OBJECTIVE:
Reproduce the lines of the listing below verbatim, beginning at the line that contains "Query: plaid shirt" and stopping after the line that contains "Query: wooden door".

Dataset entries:

┌──

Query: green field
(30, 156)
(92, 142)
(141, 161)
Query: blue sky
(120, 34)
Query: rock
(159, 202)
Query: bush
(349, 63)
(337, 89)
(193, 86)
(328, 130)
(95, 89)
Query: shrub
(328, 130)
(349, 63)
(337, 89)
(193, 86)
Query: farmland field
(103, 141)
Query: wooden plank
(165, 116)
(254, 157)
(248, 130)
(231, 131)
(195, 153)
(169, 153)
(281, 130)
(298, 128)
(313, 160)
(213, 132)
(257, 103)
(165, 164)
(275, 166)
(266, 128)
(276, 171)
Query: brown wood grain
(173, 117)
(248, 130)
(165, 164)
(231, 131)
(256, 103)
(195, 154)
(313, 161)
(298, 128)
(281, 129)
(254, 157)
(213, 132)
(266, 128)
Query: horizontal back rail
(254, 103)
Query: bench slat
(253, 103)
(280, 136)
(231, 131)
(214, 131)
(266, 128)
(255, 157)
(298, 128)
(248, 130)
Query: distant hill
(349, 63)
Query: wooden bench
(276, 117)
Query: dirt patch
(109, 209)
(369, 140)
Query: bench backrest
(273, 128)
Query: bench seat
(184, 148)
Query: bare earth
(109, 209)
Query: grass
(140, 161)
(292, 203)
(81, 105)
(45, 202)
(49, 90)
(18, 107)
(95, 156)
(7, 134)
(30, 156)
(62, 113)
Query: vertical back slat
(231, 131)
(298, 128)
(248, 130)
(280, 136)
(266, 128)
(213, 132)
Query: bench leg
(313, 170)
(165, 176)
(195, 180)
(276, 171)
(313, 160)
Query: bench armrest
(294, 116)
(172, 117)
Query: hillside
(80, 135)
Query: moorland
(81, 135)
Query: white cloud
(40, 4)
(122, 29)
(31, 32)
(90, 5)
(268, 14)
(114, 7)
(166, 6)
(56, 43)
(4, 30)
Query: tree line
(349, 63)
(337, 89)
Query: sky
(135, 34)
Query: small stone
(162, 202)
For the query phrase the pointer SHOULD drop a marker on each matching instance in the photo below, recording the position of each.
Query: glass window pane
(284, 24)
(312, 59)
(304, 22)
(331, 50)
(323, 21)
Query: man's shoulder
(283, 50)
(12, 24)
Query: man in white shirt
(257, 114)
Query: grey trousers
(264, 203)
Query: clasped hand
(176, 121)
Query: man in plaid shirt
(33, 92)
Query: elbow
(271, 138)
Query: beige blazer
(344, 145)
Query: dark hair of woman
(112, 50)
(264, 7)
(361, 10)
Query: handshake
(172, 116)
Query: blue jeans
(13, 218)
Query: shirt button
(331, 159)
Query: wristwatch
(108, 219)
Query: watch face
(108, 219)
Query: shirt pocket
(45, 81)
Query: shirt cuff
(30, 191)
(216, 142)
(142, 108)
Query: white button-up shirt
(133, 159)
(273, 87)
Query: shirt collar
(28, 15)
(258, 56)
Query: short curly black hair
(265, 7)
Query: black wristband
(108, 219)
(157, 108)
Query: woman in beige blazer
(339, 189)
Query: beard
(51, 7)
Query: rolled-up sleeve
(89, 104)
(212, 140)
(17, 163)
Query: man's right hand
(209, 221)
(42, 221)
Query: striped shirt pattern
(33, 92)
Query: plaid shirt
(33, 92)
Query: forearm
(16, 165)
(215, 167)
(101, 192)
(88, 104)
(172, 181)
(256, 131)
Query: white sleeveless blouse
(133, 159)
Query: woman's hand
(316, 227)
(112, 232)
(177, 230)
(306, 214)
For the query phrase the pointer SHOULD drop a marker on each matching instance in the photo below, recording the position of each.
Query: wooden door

└──
┌──

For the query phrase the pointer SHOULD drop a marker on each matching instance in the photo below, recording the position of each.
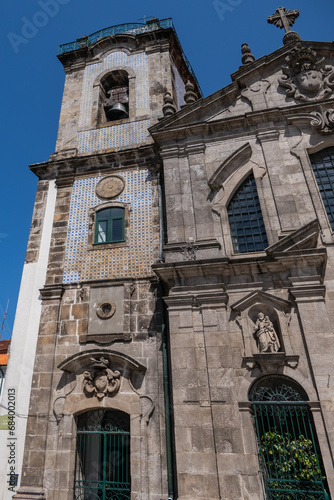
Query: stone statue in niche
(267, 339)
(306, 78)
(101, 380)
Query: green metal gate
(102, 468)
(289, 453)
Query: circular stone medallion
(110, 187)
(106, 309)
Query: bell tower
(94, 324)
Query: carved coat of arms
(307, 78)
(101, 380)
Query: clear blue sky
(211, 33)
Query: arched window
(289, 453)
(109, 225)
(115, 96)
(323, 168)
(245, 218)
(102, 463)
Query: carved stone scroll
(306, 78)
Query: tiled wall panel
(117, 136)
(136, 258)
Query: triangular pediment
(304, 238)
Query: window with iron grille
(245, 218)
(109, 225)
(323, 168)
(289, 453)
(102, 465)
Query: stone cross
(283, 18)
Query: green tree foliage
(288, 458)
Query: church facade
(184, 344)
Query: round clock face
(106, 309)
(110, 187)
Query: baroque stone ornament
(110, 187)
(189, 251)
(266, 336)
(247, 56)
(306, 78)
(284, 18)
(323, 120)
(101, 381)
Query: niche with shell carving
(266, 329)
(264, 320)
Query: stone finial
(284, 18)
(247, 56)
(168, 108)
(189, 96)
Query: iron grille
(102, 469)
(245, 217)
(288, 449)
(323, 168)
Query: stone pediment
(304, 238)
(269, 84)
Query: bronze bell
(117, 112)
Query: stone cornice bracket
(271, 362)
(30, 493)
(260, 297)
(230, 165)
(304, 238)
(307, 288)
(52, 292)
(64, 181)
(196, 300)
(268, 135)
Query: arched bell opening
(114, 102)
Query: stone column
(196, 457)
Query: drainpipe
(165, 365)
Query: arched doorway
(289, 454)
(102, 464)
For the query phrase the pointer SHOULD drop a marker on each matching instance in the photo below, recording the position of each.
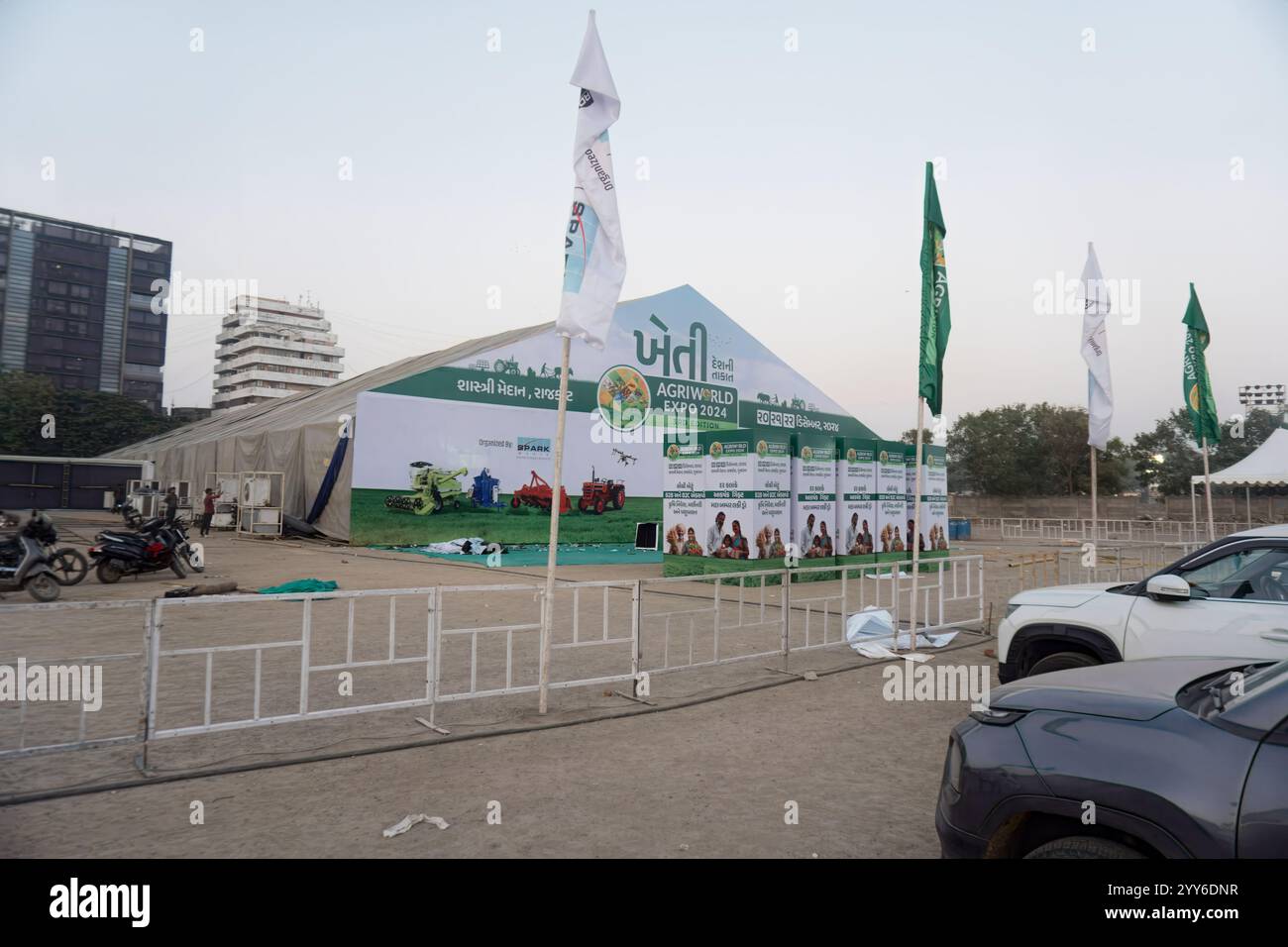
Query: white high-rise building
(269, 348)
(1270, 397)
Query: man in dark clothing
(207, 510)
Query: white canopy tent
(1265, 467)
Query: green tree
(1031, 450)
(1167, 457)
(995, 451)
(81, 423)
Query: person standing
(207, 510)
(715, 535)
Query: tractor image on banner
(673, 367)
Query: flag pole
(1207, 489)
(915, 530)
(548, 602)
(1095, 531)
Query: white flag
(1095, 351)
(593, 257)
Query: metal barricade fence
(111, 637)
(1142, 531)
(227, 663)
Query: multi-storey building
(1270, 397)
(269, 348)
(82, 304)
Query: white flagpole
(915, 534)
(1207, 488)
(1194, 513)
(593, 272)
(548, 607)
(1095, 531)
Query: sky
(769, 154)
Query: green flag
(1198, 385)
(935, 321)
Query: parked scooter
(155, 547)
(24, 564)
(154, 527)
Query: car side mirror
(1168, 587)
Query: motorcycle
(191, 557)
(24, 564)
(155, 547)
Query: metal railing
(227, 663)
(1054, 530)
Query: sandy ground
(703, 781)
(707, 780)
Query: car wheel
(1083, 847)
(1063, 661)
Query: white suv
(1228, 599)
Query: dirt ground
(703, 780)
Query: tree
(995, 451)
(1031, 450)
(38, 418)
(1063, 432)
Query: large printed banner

└──
┌──

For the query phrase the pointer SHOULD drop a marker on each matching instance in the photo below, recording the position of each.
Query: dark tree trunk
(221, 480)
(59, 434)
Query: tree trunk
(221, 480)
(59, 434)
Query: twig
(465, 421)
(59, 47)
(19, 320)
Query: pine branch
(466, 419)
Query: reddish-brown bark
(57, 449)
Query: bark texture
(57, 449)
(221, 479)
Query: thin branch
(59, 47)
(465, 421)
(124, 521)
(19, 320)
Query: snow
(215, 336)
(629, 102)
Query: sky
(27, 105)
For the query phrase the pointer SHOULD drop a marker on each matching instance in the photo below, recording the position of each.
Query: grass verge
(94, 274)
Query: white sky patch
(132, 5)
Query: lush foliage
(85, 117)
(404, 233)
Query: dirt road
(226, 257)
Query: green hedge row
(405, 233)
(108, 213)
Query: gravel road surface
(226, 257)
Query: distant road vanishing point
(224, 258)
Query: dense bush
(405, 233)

└──

SOLUTION TO THIS PROBLEM:
Query: plaid shirt
(33, 92)
Query: forearm
(16, 165)
(215, 167)
(101, 192)
(88, 104)
(172, 181)
(256, 131)
Query: white sleeveless blouse
(133, 159)
Query: woman's hand
(316, 227)
(112, 232)
(177, 230)
(306, 214)
For the query phrase the pointer SHOULD drop a marker on each matching instance in the photo below, recording the position of each.
Query: wooden door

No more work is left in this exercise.